- **Work required**
Repeat the material below. Keep every line exactly as written.

....

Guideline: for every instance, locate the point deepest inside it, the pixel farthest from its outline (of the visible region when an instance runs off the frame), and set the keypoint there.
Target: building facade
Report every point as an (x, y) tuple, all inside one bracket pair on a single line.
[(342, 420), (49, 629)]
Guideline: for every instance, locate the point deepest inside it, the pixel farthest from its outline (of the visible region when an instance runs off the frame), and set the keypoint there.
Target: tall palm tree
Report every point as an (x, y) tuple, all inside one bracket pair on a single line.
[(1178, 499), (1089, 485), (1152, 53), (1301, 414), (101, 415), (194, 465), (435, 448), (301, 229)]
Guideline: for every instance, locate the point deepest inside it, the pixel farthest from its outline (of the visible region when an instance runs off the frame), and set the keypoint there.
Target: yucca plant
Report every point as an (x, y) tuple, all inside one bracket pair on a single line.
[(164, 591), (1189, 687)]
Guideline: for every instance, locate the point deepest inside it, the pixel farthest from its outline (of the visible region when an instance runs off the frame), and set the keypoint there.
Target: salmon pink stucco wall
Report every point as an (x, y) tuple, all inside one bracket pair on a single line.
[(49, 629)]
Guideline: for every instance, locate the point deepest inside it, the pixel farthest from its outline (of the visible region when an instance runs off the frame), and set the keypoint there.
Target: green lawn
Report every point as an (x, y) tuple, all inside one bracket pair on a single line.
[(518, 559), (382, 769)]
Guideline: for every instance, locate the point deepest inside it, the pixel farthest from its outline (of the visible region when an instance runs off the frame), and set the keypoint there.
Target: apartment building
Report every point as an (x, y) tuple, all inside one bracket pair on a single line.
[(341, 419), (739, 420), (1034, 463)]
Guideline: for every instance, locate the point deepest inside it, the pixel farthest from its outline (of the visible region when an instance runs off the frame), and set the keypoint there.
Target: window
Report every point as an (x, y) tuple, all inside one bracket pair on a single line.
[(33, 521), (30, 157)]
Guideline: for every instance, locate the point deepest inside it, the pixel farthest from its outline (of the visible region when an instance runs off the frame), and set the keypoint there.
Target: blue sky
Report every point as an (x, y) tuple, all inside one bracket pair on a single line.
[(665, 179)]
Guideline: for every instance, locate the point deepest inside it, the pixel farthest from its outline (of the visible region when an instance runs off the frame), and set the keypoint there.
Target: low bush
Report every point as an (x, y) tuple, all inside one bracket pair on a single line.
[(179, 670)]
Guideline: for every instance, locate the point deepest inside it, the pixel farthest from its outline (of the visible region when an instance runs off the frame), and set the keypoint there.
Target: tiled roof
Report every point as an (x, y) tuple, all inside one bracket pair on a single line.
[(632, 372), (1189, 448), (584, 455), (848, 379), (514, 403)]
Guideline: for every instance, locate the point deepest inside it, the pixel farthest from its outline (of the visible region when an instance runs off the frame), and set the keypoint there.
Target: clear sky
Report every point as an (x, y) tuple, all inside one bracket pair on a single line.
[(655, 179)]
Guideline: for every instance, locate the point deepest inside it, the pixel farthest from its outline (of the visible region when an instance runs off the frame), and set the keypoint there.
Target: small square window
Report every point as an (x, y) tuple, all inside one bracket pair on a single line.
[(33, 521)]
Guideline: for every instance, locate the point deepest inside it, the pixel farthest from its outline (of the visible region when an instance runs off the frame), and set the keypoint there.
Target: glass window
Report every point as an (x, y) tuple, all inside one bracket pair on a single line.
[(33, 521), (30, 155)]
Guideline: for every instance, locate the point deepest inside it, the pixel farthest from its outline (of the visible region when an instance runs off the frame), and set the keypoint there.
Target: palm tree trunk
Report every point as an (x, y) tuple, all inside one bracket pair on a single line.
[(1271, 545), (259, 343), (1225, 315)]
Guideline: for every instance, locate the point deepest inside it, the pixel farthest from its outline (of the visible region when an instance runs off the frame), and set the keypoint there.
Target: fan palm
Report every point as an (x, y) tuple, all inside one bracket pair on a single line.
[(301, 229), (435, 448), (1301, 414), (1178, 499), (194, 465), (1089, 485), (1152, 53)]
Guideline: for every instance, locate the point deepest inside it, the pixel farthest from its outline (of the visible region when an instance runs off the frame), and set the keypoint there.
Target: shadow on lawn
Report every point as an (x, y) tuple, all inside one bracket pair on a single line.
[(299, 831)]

....

- **Solution to this task**
Guideline: for every instance, locate the point deepest inside it, the pixel farthest from its outline (of the visible region when an instance runs off the frame), and set the keypoint there.
Target: building facade
Report every point as an (x, y) tuple, all inside one bracket pair on a single line.
[(342, 420), (49, 629)]
Guideline: for every instance, locate the point deepest inside it, the pixel farthest from its outline (of the visible region when an instance runs off the frame), and set the keypoint there.
Target: tall palm tree
Report every point as an (x, y) tuple, all inside one bracket pair on a single line.
[(1178, 499), (1089, 485), (1152, 53), (1301, 414), (101, 415), (194, 465), (435, 448), (301, 229)]
Guideline: for every instance, locate the point deepest inside it, the pixel farthest from its outline (of the visible region when an instance runs off the frame), and set the keypoint there.
Target: yucca plant
Report every point as an (x, y) tuple, all inside one bracket pair on a single line.
[(164, 591), (1189, 687)]
Guideline: for every instance, locate the point deepest inside it, the pixel farthest from its outline (of the visible region when an instance runs off the frame), and set the keypoint there.
Target: salmon pink stucco wall
Report every point as an (x, y) tuple, all inside one bracket pair on a single line.
[(49, 629)]
Guideline: for every instance, locate the point deepest inside it, the pixel farthest from its outline (of the visible region when an instance runs off the frame), and set the keypoint there.
Target: green lawn
Report every point as an (x, y) tuple, all inside one bracket pair on a single line.
[(518, 559), (382, 769)]
Guideline: for every instance, locate the point deepest inside it, the pixel farthest from its outline (of the visible region when an instance runs off the frame), and set the keypoint there.
Target: apartment building
Report every point as an (x, y) tuple, all inside one bracket pair on a single line.
[(341, 419), (739, 420), (1034, 463)]
Guideline: for every instance, locate the point deepest inside it, the pixel farthest from its outline (of the visible region when an instance runs off the frame), and set the keypoint there.
Target: window
Report every point as an (x, y) tuple, all inside one bracket pair on a single line.
[(33, 521), (30, 157)]
Guideline: for every instance, locate the point deepest inside it, the pixel farthest from its outline (of the visible region when an instance runs off the frame), and set the keypoint there.
Target: blue sky
Report every point as an (x, y) tuple, all inside one bracket pair on a single line.
[(665, 179)]
Guideline: for every instance, locate the point deepest inside it, the pixel farthest from its outline (of the visible region when an instance runs off the frame), and set the keypoint there.
Target: low bush
Report every point as an (x, y) tuple, all inside one bracket pair on a single line.
[(179, 670)]
Guideline: for every instance, locate the point deepest inside it, the pixel farthest from its outline (of the visible region when an instance runs off the frame), and set the keypoint there.
Target: tiled roof
Report every point as an (x, y) tuple, all inside one bracket pair on a single line.
[(632, 372), (1189, 448), (584, 455), (848, 379), (514, 403)]
Guideline: for every instance, locate the point deepest inside it, the pixel farthest from its outline (of the visible region when an instance runs off the frame), and set the keypoint there.
Target: clear sky
Report every point as an (x, y) tuple, all inside one bracket pair on a single line.
[(655, 179)]
Guideline: for every instance, locate the point deepest inside it, the pixel farthest from its outline (of the visible region when an instance runs off the frame), and set the keypoint there.
Target: small square window
Report every point as an (x, y) tuple, all inside one bracket pair on a single line.
[(33, 521)]
Guideline: for every instance, locate the point deepest inside it, the pixel farthest from its outline (of the visible region when an instance runs off the frame), and set the keypoint there.
Target: glass window
Report every point as an (x, y) tuple, all inside one bracket pair on a single line.
[(33, 521), (30, 155)]
Guideline: for every instance, locate the point deepest inside it, the pixel farthest from its outline (of the visible region when an instance runs off the frame), and set the keypoint there.
Target: palm tree trunk
Report every point as an (x, y) tuple, all inside one bracket pair on a single line.
[(1271, 545), (259, 343), (1225, 315)]
Guideline: for every instance, locate the point deepest inside it, the pixel farthest from its outline (of the visible region when an instance runs off the frame), and set the keypoint there.
Target: fan palm
Report every point as an (x, y) tuple, all inside one bracket pair on a single line.
[(301, 229), (435, 448), (1301, 414), (1178, 499), (194, 465), (1089, 485), (1152, 53)]
Guideline: for every instance, locate the point deepest inside it, the pixel farthest from its outline (of the visible region when an instance runs off the frame), and set the keypoint there.
Target: shadow on lawn
Report every point as an (x, y) tuple, all inside one bracket pair on a single line.
[(299, 831)]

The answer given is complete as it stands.